**Problem to solve**
Starting at the line containing "[mark] paved path" and continuing through the last of the lines below, substitute "jacket" for "blazer". Return only those lines, with nothing else changed.

**Exercise inputs**
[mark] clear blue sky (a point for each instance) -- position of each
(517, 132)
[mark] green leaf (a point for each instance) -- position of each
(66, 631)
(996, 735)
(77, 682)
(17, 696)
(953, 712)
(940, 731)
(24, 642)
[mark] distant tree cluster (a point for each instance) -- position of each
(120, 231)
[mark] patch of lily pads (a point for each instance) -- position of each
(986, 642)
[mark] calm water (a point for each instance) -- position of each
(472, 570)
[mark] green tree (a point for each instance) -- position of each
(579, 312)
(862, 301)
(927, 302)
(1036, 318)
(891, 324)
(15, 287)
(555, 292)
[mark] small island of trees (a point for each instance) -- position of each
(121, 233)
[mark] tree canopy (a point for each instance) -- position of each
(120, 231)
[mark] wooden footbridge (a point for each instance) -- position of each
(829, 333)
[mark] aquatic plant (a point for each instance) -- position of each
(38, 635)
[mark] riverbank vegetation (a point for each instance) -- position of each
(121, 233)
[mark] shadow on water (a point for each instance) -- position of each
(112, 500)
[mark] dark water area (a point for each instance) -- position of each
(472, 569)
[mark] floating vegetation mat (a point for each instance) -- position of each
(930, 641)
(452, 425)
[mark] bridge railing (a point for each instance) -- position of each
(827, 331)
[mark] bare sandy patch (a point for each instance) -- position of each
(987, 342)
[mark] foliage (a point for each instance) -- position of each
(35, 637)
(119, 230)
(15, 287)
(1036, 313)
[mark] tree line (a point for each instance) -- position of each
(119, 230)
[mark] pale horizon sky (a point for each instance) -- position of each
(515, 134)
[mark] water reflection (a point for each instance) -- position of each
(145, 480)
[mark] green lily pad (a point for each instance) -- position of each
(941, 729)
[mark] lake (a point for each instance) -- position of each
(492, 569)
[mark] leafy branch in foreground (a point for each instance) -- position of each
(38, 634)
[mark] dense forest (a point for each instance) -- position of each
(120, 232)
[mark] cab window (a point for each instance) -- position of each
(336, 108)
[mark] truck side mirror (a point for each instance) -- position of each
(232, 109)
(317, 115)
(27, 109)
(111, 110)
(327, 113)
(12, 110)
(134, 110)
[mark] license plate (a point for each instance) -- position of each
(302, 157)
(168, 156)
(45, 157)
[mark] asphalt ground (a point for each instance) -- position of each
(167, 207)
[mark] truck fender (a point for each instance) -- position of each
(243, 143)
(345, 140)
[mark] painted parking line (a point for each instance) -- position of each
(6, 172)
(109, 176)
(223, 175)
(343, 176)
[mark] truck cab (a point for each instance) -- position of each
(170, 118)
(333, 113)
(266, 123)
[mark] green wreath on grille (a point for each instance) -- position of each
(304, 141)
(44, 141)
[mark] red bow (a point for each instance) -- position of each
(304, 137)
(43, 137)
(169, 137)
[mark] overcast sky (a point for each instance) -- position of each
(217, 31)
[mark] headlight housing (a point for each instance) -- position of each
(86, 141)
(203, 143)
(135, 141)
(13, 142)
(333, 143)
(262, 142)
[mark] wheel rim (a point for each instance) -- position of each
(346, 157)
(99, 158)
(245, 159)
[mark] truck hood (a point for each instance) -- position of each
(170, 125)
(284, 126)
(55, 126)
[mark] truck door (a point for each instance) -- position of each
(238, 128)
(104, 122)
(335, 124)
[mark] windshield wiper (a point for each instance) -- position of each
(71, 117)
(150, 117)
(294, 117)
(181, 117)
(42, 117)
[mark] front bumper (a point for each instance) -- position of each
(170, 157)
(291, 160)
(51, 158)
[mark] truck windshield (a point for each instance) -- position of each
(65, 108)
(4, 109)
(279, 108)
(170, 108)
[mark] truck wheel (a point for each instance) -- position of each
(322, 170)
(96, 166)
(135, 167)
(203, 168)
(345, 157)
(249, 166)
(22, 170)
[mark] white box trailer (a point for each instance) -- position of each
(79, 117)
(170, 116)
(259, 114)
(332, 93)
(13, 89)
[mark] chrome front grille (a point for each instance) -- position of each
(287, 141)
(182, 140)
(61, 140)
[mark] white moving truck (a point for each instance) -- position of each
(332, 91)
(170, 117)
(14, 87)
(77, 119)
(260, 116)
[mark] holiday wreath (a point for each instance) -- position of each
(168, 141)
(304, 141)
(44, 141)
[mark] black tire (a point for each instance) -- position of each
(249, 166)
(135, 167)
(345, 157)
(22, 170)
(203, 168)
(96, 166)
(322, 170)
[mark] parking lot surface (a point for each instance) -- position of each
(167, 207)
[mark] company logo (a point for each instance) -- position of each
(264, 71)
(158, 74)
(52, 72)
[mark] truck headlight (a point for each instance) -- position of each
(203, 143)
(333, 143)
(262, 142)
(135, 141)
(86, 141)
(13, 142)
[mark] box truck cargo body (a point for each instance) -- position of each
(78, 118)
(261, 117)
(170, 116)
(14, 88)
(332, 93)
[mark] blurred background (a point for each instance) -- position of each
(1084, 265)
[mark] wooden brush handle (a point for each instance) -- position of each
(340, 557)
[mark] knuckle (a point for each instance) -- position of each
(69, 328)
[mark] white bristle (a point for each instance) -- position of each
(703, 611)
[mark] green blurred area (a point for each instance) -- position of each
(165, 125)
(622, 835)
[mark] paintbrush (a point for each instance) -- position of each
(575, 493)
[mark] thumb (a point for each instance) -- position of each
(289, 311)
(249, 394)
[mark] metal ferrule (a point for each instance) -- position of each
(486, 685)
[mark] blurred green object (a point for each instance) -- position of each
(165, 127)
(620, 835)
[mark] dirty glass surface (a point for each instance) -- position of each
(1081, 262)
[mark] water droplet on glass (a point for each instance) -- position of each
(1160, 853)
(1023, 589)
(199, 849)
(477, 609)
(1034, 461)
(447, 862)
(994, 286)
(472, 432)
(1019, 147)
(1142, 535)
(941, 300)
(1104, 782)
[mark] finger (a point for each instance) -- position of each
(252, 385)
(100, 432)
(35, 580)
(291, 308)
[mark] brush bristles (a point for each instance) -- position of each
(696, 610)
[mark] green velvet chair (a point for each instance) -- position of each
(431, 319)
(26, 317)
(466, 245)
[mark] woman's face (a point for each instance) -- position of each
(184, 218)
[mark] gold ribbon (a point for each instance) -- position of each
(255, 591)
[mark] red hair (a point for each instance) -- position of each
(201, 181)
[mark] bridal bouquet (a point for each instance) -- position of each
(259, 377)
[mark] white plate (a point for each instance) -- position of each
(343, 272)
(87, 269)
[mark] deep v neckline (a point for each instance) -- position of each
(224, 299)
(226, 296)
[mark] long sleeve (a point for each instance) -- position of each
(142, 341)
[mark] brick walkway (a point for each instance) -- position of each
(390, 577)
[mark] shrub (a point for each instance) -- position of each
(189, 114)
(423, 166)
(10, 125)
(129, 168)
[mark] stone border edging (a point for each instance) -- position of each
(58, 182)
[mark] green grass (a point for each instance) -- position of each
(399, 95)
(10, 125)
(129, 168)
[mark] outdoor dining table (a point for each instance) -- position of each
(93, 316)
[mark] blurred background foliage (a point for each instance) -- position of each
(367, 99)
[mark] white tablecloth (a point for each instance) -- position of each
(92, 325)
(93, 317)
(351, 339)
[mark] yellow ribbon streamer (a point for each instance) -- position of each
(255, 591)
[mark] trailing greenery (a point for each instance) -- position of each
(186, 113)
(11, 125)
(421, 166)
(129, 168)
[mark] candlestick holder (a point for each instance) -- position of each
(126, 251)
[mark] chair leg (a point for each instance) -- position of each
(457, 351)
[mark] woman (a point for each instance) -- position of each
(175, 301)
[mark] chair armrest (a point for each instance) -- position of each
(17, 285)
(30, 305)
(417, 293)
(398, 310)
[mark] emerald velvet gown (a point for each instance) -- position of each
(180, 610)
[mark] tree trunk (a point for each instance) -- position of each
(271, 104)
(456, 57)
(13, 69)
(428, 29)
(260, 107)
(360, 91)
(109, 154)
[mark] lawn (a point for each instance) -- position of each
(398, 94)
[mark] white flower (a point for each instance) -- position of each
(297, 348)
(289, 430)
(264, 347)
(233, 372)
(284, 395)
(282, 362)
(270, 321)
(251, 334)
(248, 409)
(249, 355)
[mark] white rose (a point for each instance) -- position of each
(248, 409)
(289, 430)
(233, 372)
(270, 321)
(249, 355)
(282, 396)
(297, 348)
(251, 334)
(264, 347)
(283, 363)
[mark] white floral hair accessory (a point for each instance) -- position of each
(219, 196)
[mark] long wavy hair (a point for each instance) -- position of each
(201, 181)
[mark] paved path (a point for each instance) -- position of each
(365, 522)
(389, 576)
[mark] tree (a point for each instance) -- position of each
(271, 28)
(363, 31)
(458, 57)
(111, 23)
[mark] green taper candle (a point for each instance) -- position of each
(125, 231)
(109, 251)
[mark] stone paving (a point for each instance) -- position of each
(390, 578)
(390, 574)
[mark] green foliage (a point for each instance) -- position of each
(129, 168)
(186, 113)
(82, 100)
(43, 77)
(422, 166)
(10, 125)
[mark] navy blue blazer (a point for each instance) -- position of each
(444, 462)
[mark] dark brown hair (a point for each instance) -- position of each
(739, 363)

**Answer to the problem**
[mark] paved path (a point for each instance) -- position of each
(365, 522)
(389, 576)
[mark] tree (a point for each instance) -- position of each
(271, 28)
(363, 31)
(458, 57)
(111, 23)
[mark] green taper candle (a point for each instance) -- position of each
(125, 231)
(109, 251)
[mark] stone paving (a point for each instance) -- position of each
(390, 578)
(390, 574)
[mark] green foliage (a point for each instance) -- position of each
(129, 168)
(186, 113)
(82, 100)
(43, 77)
(422, 166)
(10, 125)
[mark] navy blue jacket (a point for each instance) -- position of each
(444, 462)
[mark] dark brown hair (a point for each instance) -- position of each
(739, 363)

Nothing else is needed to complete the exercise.